PAGE:
━━━━━━━━━━━━━━━━

Opening the PDF in a standard viewer like Adobe Acrobat, Evince, or a browser shows nothing unusual on page 2. The text is rendered in white on a white background, so it is completely invisible. Even advanced PDF features like “Find” may not locate the text if the viewer’s search implementation respects the rendering context rather than the raw content stream. The only reliable way to extract the hidden text is to use a programmatic tool that reads the text layer directly, bypassing the rendering pipeline entirely.

This technique is a well-known attack vector in document forensics and has real-world implications. Malicious actors can embed hidden commands, URLs, or exfiltration channels in PDFs that pass visual inspection but contain steganographic data in their text layers. Security auditors routinely scan PDFs with text extraction tools as part of their document analysis workflow.

Warning — Beyond White-on-White

White-on-white is the simplest form of PDF text steganography, but more sophisticated variants exist: text placed outside the page boundary (negative coordinates), text with zero font size, text obscured by overlapping opaque objects, and text encoded with custom CMaps that map visible glyphs to different characters. A thorough forensic examination should check all of these vectors.

Swirl Distortion & Mathematical Recovery

Decrypting the ZIP Layer

With the password DBf8nEBgwRhZ in hand, extracting the ZIP layer is straightforward. The ZIP contains a single file — original_distorted.png — which is a PNG image of handwriting that has been warped by a swirl distortion. The flag is written in the original, undistorted handwriting, so recovering it requires reversing the mathematical transformation.

━━━━━━━━━━━━━━━━

Named-object pointing records
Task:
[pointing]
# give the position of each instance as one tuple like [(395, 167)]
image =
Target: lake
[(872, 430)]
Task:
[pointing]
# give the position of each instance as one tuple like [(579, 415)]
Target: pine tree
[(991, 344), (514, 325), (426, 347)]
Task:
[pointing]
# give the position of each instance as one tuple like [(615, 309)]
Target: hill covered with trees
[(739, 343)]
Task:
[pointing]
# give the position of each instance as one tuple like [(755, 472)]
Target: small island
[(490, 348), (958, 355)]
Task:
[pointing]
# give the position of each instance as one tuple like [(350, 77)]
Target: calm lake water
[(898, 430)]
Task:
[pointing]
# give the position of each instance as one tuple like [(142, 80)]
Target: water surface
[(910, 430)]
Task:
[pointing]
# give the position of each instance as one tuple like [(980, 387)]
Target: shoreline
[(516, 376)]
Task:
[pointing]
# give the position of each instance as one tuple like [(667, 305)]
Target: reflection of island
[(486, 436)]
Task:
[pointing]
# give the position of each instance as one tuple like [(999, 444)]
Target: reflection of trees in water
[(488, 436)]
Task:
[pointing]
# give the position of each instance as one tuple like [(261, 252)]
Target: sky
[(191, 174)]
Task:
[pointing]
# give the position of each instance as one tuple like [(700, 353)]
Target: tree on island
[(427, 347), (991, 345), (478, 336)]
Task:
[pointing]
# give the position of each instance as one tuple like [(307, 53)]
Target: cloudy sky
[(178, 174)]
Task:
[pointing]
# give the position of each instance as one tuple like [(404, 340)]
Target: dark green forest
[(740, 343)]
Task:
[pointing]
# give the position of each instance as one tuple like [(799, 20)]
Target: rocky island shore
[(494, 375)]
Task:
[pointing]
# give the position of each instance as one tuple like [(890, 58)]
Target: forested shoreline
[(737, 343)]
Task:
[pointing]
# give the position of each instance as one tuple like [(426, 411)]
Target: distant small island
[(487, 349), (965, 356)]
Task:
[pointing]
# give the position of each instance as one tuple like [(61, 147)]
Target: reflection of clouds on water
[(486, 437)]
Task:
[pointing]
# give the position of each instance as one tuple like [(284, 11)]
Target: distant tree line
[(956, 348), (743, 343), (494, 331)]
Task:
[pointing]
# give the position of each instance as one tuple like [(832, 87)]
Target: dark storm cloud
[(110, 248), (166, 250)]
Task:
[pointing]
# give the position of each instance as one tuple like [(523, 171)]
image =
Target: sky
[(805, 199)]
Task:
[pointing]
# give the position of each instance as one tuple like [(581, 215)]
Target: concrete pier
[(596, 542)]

━━━━━━━━━━━━━━━━

EXERCISES:
A) Answer these questions about the PDF steganography text.
(i) On page 2, what color is the hidden text rendered in, and against what background?
(ii) Which password is used to extract the ZIP layer?
(iii) What single file does the ZIP contain?
B) Carry the PDF steganography text forward from its final sentence.

TASK RESULTS:
A)
(i) White, on a white background.
(ii) DBf8nEBgwRhZ
(iii) original_distorted.png

B)
bash

$ unzip -P DBf8nEBgwRhZ invisible_ink.pdf
Archive:  invisible_ink.pdf
  inflating: original_distorted.png
$ file original_distorted.png
original_distorted.png: PNG image data, 1080 x 1080, 8-bit/color RGBA

The Mathematics of Swirl Distortion

Swirl distortion is a spatial transformation that operates in polar coordinates. Given a center point (cx, cy) and a radius R, each pixel at Cartesian coordinates (x, y) is first converted to polar coordinates (r, θ) relative to the center. The angle is then modified according to the formula:

θ_new = θ_old + strength × (1 − r / radius)

The key property of this formula is that the rotation angle decreases linearly from strength at the center (r = 0) to zero at the boundary (r = radius). Pixels beyond the radius are unaffected. This creates a vortex effect where the center of the image is rotated the most, and the rotation tapers off toward the edge of the distortion region.

The critical insight for recovery is that swirl distortion is self-inverting. If the forward transformation uses a positive strength value, applying the same transformation with the negative of that value exactly cancels the original distortion. This is because the polar coordinate transformation is additive in the angle dimension: adding +strength and then adding -strength returns to the original angle.

Identifying the Parameters

The challenge does not explicitly provide the swirl parameters. However, the distortion is clearly centered on the image (the center is the most warped region), and by examining the extent of the warping, we can estimate that the radius covers most of the image. For a 1080×1080 image, a radius of approximately 540 pixels (half the width) is a natural choice that covers the entire image area.

The strength parameter requires more careful estimation. Too weak a reversal leaves residual swirling; too strong a reversal over-corrects and swirls in the opposite direction. Through experimentation or by examining the distortion’s characteristics (a common starting point for CTF challenges is an integer or simple decimal value), a strength of 8.5 with a radius of 540 produces a clean, undistorted image when negated.

python

from skimage.transform import swirl
import numpy as np
from PIL import Image

# Load the distorted image
warped = np.array(Image.open("original_distorted.png"))

# Reverse the swirl: negate the strength to cancel the original +8.5
recovered = swirl(
    warped,
    center=(warped.shape[1] // 2, warped.shape[0] // 2),
    strength=-8.5,   # Invert the sign to undo the distortion
    radius=540
)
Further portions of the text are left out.